* [Record excerpts]:
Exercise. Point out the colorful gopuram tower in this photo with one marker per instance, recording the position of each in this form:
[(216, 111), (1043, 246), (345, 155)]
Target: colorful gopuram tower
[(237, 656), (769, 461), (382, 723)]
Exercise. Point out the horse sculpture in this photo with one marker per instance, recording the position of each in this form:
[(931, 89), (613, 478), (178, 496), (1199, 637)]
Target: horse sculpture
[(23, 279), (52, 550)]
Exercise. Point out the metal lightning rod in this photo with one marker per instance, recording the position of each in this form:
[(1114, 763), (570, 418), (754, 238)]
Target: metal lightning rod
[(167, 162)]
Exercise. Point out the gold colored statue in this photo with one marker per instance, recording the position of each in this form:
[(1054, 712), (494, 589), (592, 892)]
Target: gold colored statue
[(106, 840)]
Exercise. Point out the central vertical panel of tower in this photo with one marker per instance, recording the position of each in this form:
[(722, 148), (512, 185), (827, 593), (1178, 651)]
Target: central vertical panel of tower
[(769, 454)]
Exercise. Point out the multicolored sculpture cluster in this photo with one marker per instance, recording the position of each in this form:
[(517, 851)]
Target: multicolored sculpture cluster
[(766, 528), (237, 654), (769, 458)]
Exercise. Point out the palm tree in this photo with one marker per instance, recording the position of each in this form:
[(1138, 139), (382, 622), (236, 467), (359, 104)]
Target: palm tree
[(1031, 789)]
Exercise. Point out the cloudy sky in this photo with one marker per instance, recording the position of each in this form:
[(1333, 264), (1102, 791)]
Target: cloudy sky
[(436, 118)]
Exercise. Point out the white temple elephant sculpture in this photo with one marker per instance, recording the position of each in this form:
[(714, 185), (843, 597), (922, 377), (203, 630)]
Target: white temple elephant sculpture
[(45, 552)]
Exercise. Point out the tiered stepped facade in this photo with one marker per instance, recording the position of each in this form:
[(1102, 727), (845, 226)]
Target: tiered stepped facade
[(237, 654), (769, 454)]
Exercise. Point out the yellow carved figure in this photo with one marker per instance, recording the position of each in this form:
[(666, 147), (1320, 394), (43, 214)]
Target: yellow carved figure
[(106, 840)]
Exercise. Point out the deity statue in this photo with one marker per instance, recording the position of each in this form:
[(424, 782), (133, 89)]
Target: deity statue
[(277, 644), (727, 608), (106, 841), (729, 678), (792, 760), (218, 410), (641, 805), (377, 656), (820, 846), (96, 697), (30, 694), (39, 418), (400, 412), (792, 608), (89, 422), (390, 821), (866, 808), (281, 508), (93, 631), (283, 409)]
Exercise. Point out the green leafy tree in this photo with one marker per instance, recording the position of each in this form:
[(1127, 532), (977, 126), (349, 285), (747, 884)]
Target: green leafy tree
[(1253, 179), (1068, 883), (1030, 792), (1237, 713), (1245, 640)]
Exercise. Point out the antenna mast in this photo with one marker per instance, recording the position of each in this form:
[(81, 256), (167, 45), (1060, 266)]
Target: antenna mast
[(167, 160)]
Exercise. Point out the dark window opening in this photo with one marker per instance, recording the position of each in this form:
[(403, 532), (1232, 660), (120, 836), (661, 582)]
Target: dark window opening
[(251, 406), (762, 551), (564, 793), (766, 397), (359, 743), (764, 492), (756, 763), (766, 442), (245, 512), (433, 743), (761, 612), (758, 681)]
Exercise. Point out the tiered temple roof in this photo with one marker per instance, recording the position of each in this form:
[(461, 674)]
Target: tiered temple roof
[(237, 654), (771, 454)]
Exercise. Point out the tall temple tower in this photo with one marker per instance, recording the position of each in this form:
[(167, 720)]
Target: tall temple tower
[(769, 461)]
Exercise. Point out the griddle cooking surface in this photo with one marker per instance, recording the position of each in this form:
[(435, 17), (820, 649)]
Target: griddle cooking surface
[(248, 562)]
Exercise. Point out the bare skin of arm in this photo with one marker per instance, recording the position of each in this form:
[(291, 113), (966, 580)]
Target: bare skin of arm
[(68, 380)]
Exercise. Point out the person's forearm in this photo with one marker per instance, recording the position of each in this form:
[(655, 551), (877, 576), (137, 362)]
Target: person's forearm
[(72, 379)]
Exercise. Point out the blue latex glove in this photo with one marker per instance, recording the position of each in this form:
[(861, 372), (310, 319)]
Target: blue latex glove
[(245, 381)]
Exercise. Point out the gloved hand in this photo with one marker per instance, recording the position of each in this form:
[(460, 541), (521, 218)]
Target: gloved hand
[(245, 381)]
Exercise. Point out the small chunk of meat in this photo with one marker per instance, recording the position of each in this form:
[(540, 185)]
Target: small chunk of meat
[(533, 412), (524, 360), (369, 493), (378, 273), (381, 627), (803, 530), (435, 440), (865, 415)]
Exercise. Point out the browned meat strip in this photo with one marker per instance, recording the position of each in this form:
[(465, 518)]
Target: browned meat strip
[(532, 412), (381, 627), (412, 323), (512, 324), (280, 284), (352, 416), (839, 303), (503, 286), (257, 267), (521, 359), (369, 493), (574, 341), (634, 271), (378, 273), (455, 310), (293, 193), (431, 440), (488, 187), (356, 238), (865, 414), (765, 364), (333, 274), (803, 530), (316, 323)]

* [What needs to be done]:
Repeat the records above exactly as they appear.

* [Expected output]:
Exercise. Point out the colorful gopuram tower in this photo with one marker per instance, recording the position of each in this form:
[(216, 111), (1043, 246), (345, 155)]
Target: colorful gopuram tower
[(237, 656), (769, 461), (382, 723)]
Exercise. Point out the horse sculpture in this photo with one marker per instance, recording the position of each in this form:
[(931, 89), (613, 478), (178, 496), (1199, 637)]
Target: horse sculpture
[(23, 279), (52, 550)]
Exercise. Point out the metal lightning rod in this photo with one marker per instance, recording the position of each in this form:
[(1114, 763), (570, 418), (754, 238)]
Target: metal lightning rod
[(167, 162)]
Exercise. Point out the gold colored statue in this photo with one marker per instance, recording the position of each in this form:
[(1054, 712), (494, 589), (592, 892)]
Target: gold colored statue
[(106, 840)]
Exercise. Point out the central vertical panel of tower in this photo with one marker per instance, recording the position of each in this form:
[(722, 148), (512, 185), (827, 593), (1178, 651)]
Target: central vertical panel of tower
[(769, 454)]
Exercise. Point out the multicolored sculpture cluster in this photo with one marker per instance, recording the position of each in this form:
[(517, 851)]
Target: multicolored sculpture cluster
[(766, 528), (237, 654), (769, 458)]
Exercise. Point out the palm tree in this photo with one marker per instance, recording the position of each in this form:
[(1138, 139), (382, 622), (236, 467), (359, 104)]
Target: palm tree
[(1031, 789)]
Exercise. Point out the cloudy sky in this photo with one marker per instance, recording the position of each in this form:
[(1333, 264), (1102, 791)]
Target: cloudy sky
[(436, 118)]
Exercise. Point out the white temple elephant sculpture in this photo with one marker per instance, recording the position of each in this form:
[(714, 185), (843, 597), (922, 377), (203, 630)]
Target: white temple elephant sculpture
[(45, 552)]
Exercise. Point out the tiered stepped facade in this photo with one marker per instance, recording the position of each in this form:
[(1102, 727), (845, 226)]
Target: tiered stepped facade
[(237, 654), (769, 454)]
Exercise. Point out the yellow carved figure in this photo with one marker per instance, recording the position of each in this form:
[(666, 147), (1320, 394), (43, 214)]
Target: yellow carved figure
[(106, 840)]
Exercise. Point out the deity statue in this photo with one marker per instance, recording the position of each in this form:
[(424, 782), (133, 89)]
Target: deity statue
[(277, 644), (727, 608), (106, 841), (729, 678), (792, 760), (218, 410), (641, 805), (377, 656), (820, 846), (96, 697), (30, 694), (39, 418), (400, 412), (792, 608), (89, 422), (390, 821), (866, 808), (281, 508), (93, 631), (283, 409)]
Exercise. Point out the green leafy tree in this photo with one marker per instance, recording the position of each in this form:
[(1127, 532), (977, 126), (349, 285), (747, 884)]
Target: green leafy tree
[(1253, 179), (1068, 883), (1030, 792), (1237, 713), (1245, 640)]
Exercise. Point out the antenna mast in this photo with one marker per instance, recording the position of each in this form:
[(81, 256), (167, 45), (1060, 266)]
Target: antenna mast
[(167, 160)]
Exercise. Point out the dark window opening in this photo with one marker per instance, recording the position of each in this form:
[(403, 532), (1232, 660), (120, 836), (661, 582)]
Target: dark window opening
[(251, 406), (762, 551), (564, 793), (766, 397), (359, 743), (764, 492), (756, 763), (766, 442), (245, 512), (433, 743), (761, 612), (758, 681)]
Exercise. Point out the tiered temple roof in this photo with one marker per instance, recording the position of each in this form:
[(461, 674)]
Target: tiered temple roof
[(237, 654), (771, 454)]
Exercise. Point out the tall temple tower in this photo with one marker per instance, recording the position of each in this form:
[(167, 720)]
Target: tall temple tower
[(769, 461)]
Exercise. Point out the griddle cooking surface in this photo with one marker per instance, recording the position of each in this form:
[(435, 17), (820, 649)]
Target: griddle cooking surface
[(248, 562)]
Exercise. Point out the bare skin of arm in this photo with one marker per instance, recording the position of each in this form:
[(291, 113), (966, 580)]
Target: bare skin of arm
[(68, 380)]
Exercise. Point out the person's forearm in this photo with one marker per instance, recording the position of each in this form:
[(655, 551), (877, 576), (137, 362)]
Target: person's forearm
[(72, 379)]
Exercise. Point out the blue latex glove in this photo with one marker per instance, recording the position of each in this form:
[(861, 372), (310, 319)]
Target: blue latex glove
[(245, 381)]
Exercise. Point out the gloved hand in this photo with one marker per instance, recording the position of each in this form:
[(460, 541), (521, 218)]
Target: gloved hand
[(245, 381)]
Exercise. Point out the small chunk of meat in this photo with one marker per instance, recording the position of each in this form:
[(540, 185)]
Target: small chunk of meat
[(533, 412), (524, 360), (369, 493), (378, 273), (381, 627), (803, 530), (435, 440), (865, 415)]
Exercise. Point out the browned meat strip in this photo with one marker per instance, recording the position of each in this form:
[(465, 518)]
Target: browned meat strip
[(532, 412), (381, 627), (412, 323), (512, 324), (280, 284), (352, 416), (839, 303), (503, 286), (257, 267), (521, 359), (369, 493), (574, 341), (634, 271), (378, 273), (455, 310), (293, 193), (431, 440), (488, 187), (356, 238), (865, 414), (765, 364), (333, 274), (803, 530), (316, 323)]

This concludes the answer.